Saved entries
== Segment start ==
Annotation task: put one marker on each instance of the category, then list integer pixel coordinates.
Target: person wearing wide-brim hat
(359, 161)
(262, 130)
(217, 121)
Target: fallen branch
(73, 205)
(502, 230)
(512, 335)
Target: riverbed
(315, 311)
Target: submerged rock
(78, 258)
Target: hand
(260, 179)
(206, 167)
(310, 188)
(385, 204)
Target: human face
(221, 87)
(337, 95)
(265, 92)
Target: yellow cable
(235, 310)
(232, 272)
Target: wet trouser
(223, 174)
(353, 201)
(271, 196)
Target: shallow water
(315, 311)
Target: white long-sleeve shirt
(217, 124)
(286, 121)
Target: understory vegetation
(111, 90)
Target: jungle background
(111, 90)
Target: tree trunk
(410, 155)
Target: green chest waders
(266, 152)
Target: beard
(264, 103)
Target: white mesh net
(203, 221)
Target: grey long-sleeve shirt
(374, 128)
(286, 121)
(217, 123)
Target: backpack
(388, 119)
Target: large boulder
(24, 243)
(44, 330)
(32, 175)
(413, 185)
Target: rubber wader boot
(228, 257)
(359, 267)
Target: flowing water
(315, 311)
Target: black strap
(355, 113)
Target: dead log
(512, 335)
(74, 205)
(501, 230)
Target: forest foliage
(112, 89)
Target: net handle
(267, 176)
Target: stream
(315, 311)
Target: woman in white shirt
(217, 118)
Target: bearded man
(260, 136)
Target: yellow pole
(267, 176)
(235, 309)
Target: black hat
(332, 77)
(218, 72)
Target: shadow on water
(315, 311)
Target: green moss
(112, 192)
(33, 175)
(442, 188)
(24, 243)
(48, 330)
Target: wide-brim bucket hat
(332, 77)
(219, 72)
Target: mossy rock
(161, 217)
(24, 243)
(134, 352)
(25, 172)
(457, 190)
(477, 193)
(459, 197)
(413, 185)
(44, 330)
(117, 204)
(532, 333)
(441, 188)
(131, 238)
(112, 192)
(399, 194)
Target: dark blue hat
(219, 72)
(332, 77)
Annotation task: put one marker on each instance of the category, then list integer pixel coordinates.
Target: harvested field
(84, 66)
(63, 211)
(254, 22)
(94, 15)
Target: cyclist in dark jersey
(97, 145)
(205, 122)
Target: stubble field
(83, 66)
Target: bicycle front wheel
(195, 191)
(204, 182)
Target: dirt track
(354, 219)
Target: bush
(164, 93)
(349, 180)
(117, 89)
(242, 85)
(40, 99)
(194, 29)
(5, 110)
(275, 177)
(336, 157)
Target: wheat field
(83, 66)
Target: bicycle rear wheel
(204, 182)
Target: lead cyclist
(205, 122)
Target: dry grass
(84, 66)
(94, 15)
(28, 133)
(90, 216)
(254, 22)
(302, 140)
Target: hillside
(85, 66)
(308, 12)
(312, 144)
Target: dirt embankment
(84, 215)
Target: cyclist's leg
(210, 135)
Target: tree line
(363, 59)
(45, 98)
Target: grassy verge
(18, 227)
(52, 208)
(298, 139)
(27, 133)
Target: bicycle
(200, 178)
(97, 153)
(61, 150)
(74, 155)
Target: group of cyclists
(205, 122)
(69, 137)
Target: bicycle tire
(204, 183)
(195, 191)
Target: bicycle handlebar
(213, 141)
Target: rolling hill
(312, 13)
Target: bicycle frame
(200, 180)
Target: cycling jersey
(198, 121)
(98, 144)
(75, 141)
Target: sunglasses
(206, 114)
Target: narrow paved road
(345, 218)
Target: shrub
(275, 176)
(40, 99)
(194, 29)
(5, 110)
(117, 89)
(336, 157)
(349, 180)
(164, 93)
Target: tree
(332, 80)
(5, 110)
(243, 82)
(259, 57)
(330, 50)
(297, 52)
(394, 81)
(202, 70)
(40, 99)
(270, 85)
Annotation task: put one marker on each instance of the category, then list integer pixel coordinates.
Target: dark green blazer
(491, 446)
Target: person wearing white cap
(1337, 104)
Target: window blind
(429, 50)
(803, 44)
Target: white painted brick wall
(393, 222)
== Segment end ==
What the task asks: Please transcribe the records in full, keeping every word as it is.

Written answer:
Annotation task: put one marker on each instance of the category, then list integer pixel coordinates.
Target: person wearing wide-brim hat
(359, 161)
(262, 130)
(217, 121)
Target: fallen branch
(73, 205)
(502, 230)
(512, 335)
Target: riverbed
(315, 311)
Target: submerged rock
(78, 258)
Target: hand
(260, 179)
(206, 167)
(310, 188)
(385, 204)
Target: human face
(221, 87)
(337, 95)
(265, 92)
Target: yellow cable
(235, 310)
(232, 272)
Target: wet trouser
(223, 174)
(353, 201)
(271, 196)
Target: shallow water
(315, 311)
Target: white long-sleeve shirt
(217, 124)
(286, 121)
Target: understory vegetation
(111, 90)
Target: jungle background
(111, 90)
Target: tree trunk
(410, 155)
Target: green chest waders
(266, 152)
Target: beard
(264, 103)
Target: white mesh net
(203, 221)
Target: grey long-sleeve shirt
(374, 128)
(286, 121)
(217, 123)
Target: backpack
(388, 119)
Target: large boulder
(24, 243)
(44, 330)
(32, 175)
(413, 185)
Target: rubber wader boot
(228, 257)
(359, 267)
Target: flowing water
(315, 311)
Target: black strap
(355, 113)
Target: dead log
(512, 335)
(74, 205)
(501, 230)
Target: forest foliage
(112, 89)
Target: net handle
(267, 176)
Target: stream
(315, 311)
Target: woman in white shirt
(217, 118)
Target: bearded man
(260, 136)
Target: yellow pole
(267, 176)
(235, 309)
Target: black hat
(332, 77)
(218, 72)
Target: shadow on water
(315, 311)
Target: green moss
(112, 192)
(33, 175)
(442, 188)
(24, 243)
(48, 330)
Target: wide-brim bucket hat
(332, 77)
(219, 72)
Target: mossy rock
(161, 217)
(24, 243)
(134, 352)
(25, 172)
(457, 190)
(477, 193)
(459, 197)
(413, 185)
(44, 330)
(117, 204)
(532, 333)
(441, 188)
(131, 238)
(112, 192)
(399, 194)
Target: dark blue hat
(219, 72)
(332, 77)
Annotation task: put one marker on each instance of the category, then list integer pixel coordinates.
Target: harvested field
(84, 66)
(63, 211)
(254, 22)
(94, 15)
Target: cyclist in dark jersey
(97, 145)
(205, 122)
Target: stubble field
(83, 66)
Target: bicycle front wheel
(195, 191)
(204, 182)
Target: dirt track
(354, 219)
Target: bush
(164, 93)
(349, 180)
(117, 89)
(242, 85)
(40, 99)
(194, 29)
(5, 110)
(275, 177)
(336, 157)
Target: wheat field
(83, 66)
Target: bicycle rear wheel
(204, 182)
Target: lead cyclist
(205, 122)
Target: dry grass
(84, 66)
(94, 15)
(28, 133)
(90, 216)
(254, 22)
(302, 140)
Target: hillside
(85, 66)
(308, 12)
(312, 144)
Target: dirt embankment
(84, 215)
Target: cyclist's leg
(210, 135)
Target: tree line
(363, 59)
(45, 98)
Target: grassy verge
(18, 227)
(52, 208)
(298, 139)
(27, 133)
Target: bicycle
(200, 178)
(97, 153)
(61, 150)
(74, 155)
Target: group of cyclists
(205, 122)
(69, 137)
Target: bicycle tire
(204, 183)
(195, 191)
Target: bicycle handlebar
(213, 141)
Target: rolling hill
(312, 13)
Target: bicycle frame
(200, 180)
Target: cycling jersey
(198, 121)
(98, 144)
(75, 141)
Target: sunglasses
(206, 114)
Target: narrow paved road
(345, 218)
Target: shrub
(275, 176)
(40, 99)
(194, 29)
(5, 110)
(117, 89)
(336, 157)
(349, 180)
(164, 93)
Target: tree
(332, 80)
(5, 110)
(243, 82)
(259, 57)
(330, 50)
(297, 52)
(394, 81)
(202, 70)
(40, 99)
(270, 85)
Annotation task: put one marker on each instance of the category, then list integer pixel coordinates.
Target: dark green blazer
(491, 446)
Target: person wearing white cap
(1337, 104)
Target: window blind
(429, 50)
(803, 44)
Target: white painted brick wall
(393, 222)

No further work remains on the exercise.